Start of MATERIAL TO PROCESS
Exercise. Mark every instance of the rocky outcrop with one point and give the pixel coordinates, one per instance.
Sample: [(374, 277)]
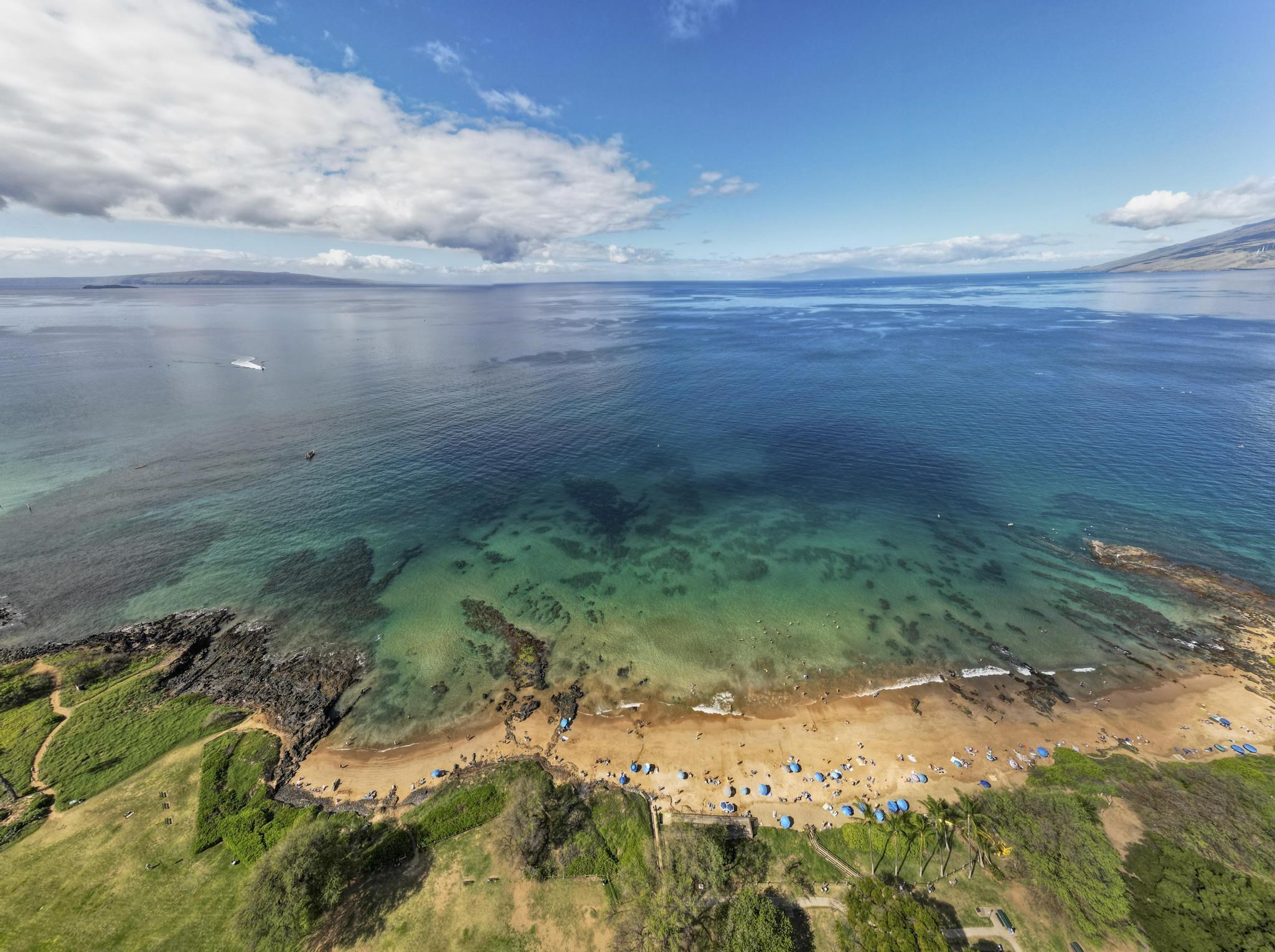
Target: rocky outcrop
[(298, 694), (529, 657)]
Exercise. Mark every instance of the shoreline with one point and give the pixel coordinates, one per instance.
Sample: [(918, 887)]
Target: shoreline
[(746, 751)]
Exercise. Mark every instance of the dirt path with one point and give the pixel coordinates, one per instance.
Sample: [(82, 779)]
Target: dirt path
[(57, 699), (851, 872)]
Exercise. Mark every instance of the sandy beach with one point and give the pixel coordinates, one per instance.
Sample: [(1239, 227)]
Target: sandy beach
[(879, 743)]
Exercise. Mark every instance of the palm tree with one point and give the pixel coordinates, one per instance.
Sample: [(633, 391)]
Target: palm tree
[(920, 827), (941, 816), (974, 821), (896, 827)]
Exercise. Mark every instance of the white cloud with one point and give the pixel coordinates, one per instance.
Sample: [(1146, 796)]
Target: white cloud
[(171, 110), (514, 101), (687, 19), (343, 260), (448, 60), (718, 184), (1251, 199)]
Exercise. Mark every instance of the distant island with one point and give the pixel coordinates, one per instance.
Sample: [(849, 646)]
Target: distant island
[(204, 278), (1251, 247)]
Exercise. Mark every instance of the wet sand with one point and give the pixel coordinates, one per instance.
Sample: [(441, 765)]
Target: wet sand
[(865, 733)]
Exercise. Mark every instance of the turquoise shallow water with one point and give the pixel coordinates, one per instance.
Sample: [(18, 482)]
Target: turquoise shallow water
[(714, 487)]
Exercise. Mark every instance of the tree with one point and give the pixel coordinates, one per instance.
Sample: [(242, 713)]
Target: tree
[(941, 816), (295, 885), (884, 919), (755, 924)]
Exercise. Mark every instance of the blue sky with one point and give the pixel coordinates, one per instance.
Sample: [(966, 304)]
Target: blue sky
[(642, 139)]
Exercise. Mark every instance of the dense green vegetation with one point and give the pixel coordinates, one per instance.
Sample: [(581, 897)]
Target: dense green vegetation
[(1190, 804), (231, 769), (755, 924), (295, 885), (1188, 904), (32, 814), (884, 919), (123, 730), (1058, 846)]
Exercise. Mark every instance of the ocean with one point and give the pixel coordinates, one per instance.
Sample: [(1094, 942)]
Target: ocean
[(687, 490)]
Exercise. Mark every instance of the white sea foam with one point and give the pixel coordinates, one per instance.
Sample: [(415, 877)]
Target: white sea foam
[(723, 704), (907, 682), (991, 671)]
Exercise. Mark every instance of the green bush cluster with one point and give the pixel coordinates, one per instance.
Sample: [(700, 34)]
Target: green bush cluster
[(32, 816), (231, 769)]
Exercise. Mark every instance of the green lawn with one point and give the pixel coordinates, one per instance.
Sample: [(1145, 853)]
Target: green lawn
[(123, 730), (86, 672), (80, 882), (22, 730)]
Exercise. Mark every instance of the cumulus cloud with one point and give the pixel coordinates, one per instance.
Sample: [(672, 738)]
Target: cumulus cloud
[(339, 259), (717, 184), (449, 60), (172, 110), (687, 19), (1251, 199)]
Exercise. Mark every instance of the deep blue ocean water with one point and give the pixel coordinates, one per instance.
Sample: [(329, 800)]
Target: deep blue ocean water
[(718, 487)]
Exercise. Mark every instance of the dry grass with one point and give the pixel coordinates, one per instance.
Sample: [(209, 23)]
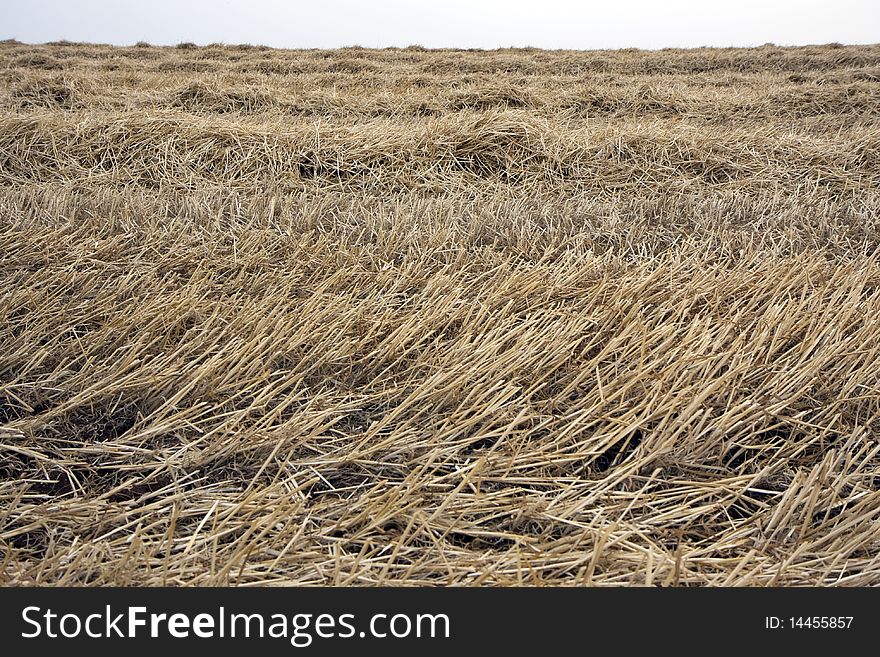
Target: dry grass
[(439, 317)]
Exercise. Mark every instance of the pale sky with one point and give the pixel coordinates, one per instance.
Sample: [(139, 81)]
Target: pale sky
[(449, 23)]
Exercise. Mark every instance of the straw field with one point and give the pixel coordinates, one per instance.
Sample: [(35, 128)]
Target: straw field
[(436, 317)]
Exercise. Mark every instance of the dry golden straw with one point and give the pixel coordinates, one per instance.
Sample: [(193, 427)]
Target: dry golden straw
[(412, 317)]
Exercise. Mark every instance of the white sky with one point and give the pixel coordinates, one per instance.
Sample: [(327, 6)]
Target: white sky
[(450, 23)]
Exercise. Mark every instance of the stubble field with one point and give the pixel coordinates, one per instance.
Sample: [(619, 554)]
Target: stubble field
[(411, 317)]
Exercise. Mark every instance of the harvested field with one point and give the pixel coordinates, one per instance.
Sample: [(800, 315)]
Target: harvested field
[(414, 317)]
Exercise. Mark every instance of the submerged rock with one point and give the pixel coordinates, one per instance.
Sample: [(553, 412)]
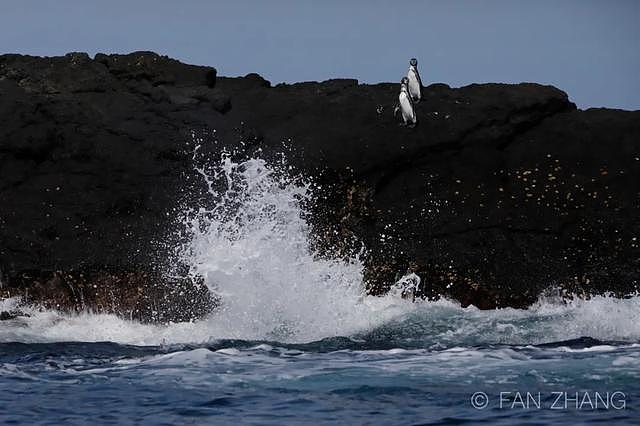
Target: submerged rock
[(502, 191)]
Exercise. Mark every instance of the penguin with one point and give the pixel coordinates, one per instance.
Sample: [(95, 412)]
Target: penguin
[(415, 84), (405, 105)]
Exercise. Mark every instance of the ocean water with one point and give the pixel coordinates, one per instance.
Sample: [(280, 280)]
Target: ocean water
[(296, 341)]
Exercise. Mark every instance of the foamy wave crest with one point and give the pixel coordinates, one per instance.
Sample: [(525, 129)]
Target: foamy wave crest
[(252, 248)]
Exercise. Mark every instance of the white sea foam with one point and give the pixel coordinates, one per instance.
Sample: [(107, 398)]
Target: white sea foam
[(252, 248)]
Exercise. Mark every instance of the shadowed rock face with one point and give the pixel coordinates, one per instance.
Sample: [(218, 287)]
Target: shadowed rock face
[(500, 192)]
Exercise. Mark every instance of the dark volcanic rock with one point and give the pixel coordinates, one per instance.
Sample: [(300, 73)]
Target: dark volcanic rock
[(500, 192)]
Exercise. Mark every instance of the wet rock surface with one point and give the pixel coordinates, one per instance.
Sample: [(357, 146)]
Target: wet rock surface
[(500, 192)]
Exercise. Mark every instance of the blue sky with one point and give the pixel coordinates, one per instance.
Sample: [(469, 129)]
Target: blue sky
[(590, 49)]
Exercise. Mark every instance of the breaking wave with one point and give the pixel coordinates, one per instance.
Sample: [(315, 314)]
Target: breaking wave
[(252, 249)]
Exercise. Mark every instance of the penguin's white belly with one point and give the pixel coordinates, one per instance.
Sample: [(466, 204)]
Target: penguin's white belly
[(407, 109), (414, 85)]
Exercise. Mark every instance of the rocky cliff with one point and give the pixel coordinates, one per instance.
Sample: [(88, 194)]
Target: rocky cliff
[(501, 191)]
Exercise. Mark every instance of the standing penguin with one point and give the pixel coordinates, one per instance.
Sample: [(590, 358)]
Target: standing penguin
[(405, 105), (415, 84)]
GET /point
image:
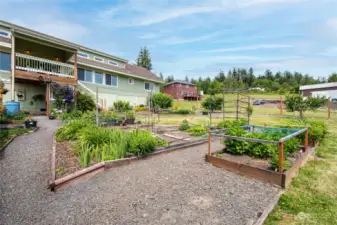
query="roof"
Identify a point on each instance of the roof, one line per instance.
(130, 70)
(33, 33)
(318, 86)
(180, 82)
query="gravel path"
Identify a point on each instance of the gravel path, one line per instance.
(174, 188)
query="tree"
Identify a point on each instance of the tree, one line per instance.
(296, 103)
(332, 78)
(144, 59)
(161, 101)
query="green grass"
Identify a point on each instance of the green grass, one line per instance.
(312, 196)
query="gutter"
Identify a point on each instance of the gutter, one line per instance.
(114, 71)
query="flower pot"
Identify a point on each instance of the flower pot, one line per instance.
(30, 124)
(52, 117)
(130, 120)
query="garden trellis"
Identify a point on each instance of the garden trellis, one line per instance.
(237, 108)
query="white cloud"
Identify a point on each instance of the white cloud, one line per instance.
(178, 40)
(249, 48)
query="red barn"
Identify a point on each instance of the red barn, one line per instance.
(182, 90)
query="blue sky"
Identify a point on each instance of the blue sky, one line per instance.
End of MATERIAL TO PROCESS
=== TASK REQUIREMENTS ===
Copy out the data above to the letter, and keep every picture out of it.

=== RESPONSE ===
Exercise. Mark every instance of the rocky outcrop with one point and give the pixel coordinates, one per instance.
Sample: [(374, 277)]
Target: rocky outcrop
[(298, 694), (529, 657)]
Exercise. Mark every instance of the shoreline with one point and give the pixel coordinates, one per instance.
Sample: [(918, 887)]
Target: shoreline
[(746, 751)]
Exercise. Mark every instance of the dirt path with one point and give the pixel coordinates, one per instance.
Sample: [(82, 779)]
Target: dirt path
[(57, 699), (851, 872)]
Exercise. Mark every instance of the sandy beach with one point and give the pixel coordinates, one per instance.
Sample: [(1239, 227)]
Target: sandy beach
[(879, 743)]
Exercise. Mark every instance of the palm tree with one point and give the pixel coordinates, one per instance.
Sample: [(633, 391)]
Target: palm tree
[(920, 827), (941, 816), (974, 821), (896, 827)]
Exercise. Mark every instance of the white cloud with one point and give the pixel coordinates, one per instance.
Sample: [(1146, 796)]
Target: white cloud
[(171, 110), (514, 101), (687, 19), (343, 260), (448, 60), (718, 184), (1251, 199)]
Exercise. Mark every instance of the distant island with one point and give the pixel coordinates, one per instance.
Sample: [(849, 646)]
Target: distant island
[(204, 278), (1251, 247)]
Exercise. Mark every instance of the wet sand with one point and give the pixel coordinates, one per instance.
Sample: [(441, 765)]
Target: wet sand
[(865, 733)]
Exercise. Mark every instance of the turquoise shallow water with one point and give the pixel coordinates, one per instance.
Sample: [(18, 482)]
Target: turquoise shallow water
[(714, 487)]
Exercise. Mark every instance of the tree with one point and give the pixel coordinates, one per instance.
Sample: [(242, 713)]
Target: tree
[(941, 816), (295, 885), (884, 919), (755, 924)]
Exercise. Mark every instance of the blue sky with one point and give the pixel coordinates, one per instance.
Sample: [(966, 304)]
Target: blue sky
[(642, 139)]
Exercise. Mark every instance of the dense green vegetation with one point and give the pixel coordinates, one per instance.
Sample: [(581, 897)]
Target: dense green vegetation
[(1190, 804), (231, 769), (755, 924), (295, 885), (1188, 904), (32, 814), (884, 919), (123, 730), (1058, 846)]
Exercise. Mark every instance of the ocean with one point and give the pixel coordinates, one per instance.
Sample: [(1094, 942)]
Target: ocean
[(687, 490)]
Exercise. Mark every instance of the white sea foam with one point and give the pixel coordinates, one per instance.
Sample: [(415, 877)]
Target: white sea foam
[(723, 704), (907, 682), (991, 671)]
Exercise. Mark every instance of the green bush cluster with one point and give the pixel coordinates, one per instance.
Sample: [(700, 34)]
Target: green bush cluster
[(32, 816), (231, 769)]
Exercise. Mark every instance of the green lawn with one point and give the pixel coordinates, one per instance.
Sample: [(1145, 853)]
Target: green lawn
[(123, 730), (86, 672), (80, 882), (22, 730)]
Exercise. Mark every instance of the cumulus cloud with one point and give the pixel coordinates, one per instance.
Sample: [(672, 738)]
Target: cumulus cloud
[(339, 259), (717, 184), (449, 60), (172, 110), (687, 19), (1251, 199)]
Exercise. Mark every instance of the deep blue ocean water with one point and give the pixel coordinates, one per instance.
Sample: [(329, 800)]
Target: deep blue ocean water
[(718, 487)]
Exercise. Mark every instance of the dry grass with one point and give the pixel coordinates, one per instance.
Sample: [(209, 23)]
Target: dry grass
[(439, 317)]
Exercise. Mark every instance of the pale sky with one point and give the pixel coordinates, one per instance.
Sample: [(139, 81)]
Target: pale sky
[(449, 23)]
Exercise. Mark every instance of the straw field with one point and give the pixel coordinates, one per instance.
Sample: [(35, 128)]
Target: straw field
[(436, 317)]
Exercise. Mark every instance of the dry golden straw with one point and give the pixel coordinates, one per instance.
Sample: [(193, 427)]
Target: dry golden straw
[(412, 317)]
Exercise. Mark every instance of the white sky with one point and give the pixel coordinates, one per instance.
Sample: [(327, 6)]
Target: white sky
[(450, 23)]
Exercise. Mark every instance of the stubble field with one point and give the pixel coordinates, one per instance.
Sample: [(619, 554)]
Target: stubble field
[(411, 317)]
Exercise. Mark every instance of the harvested field with one point and give the pixel coordinates, one per instance.
Sample: [(800, 315)]
Target: harvested field
[(414, 317)]
Exercise. Mark every instance of the submerged rock with one point and give the pixel coordinates, one per instance.
Sample: [(553, 412)]
Target: submerged rock
[(502, 191)]
Exercise. Mark every instance of the penguin with one point and give the pixel coordinates, one per instance.
Sample: [(95, 412)]
Target: penguin
[(415, 84), (405, 105)]
Exercise. Mark every instance of the ocean water with one point and give the pixel coordinates, one per instance.
Sample: [(280, 280)]
Target: ocean water
[(296, 341)]
Exercise. Mark every instance of the foamy wave crest with one point and give the pixel coordinates, one per instance.
Sample: [(525, 129)]
Target: foamy wave crest
[(252, 248)]
Exercise. Mark every instance of the white sea foam with one point and give the pixel coordinates, one per instance.
Sample: [(107, 398)]
Target: white sea foam
[(252, 248)]
Exercise. Mark every instance of the shadowed rock face with one point and give the pixel coordinates, one per instance.
Sample: [(218, 287)]
Target: shadowed rock face
[(500, 192)]
Exercise. Mark every instance of the dark volcanic rock with one point and give the pixel coordinates, one per instance.
Sample: [(300, 73)]
Target: dark volcanic rock
[(500, 192)]
Exercise. Mark every instance of the wet rock surface with one point and give the pixel coordinates, one per instance.
Sample: [(357, 146)]
Target: wet rock surface
[(500, 192)]
Exercise. Mark every instance of the blue sky with one point and give the pixel coordinates, one per instance.
Sample: [(469, 129)]
Target: blue sky
[(590, 49)]
Exercise. Mark every instance of the breaking wave with one point and give the pixel coordinates, one per instance.
Sample: [(315, 314)]
Target: breaking wave
[(252, 249)]
Exercise. Mark every instance of the penguin's white belly with one point and give the pixel coordinates, one per instance.
Sample: [(466, 204)]
Target: penguin's white belly
[(407, 109), (414, 85)]
Exercise. Mark every instance of the rocky cliff with one point and give the pixel coordinates, one per instance.
Sample: [(88, 194)]
Target: rocky cliff
[(501, 191)]
Exercise. Mark every instance of the standing penguin with one point and give the pixel coordinates, one per instance.
Sample: [(590, 358)]
Target: standing penguin
[(405, 105), (415, 84)]
GET /point
image:
query="roof"
Identify a point on each instance of the roof, one line per instance.
(130, 70)
(33, 33)
(318, 86)
(180, 82)
query="gravel path"
Identify a point on each instance of the gravel path, one line per instance.
(174, 188)
query="tree"
Identify a point on each instance of the tree, one line per instance.
(296, 103)
(332, 78)
(144, 59)
(161, 101)
query="green grass"
Identify a point on each instance of the green grass, one line per instance.
(312, 196)
query="gutter"
Identify a point on each instance of the gutter, one line per instance.
(114, 71)
query="flower pot"
Identify a point on each instance of the flower pot, one line per instance.
(30, 124)
(52, 117)
(130, 120)
query="garden trellis"
Identify a point on each instance of the garden trellis, one line per instance.
(237, 108)
query="white cloud"
Identify a point on each instance of the white cloud, one line per instance.
(178, 40)
(249, 48)
query="red barn"
Identify a point on each instance of the red barn, one line per instance.
(182, 90)
query="blue sky"
Identify a point on each instance of the blue sky, one line per instance.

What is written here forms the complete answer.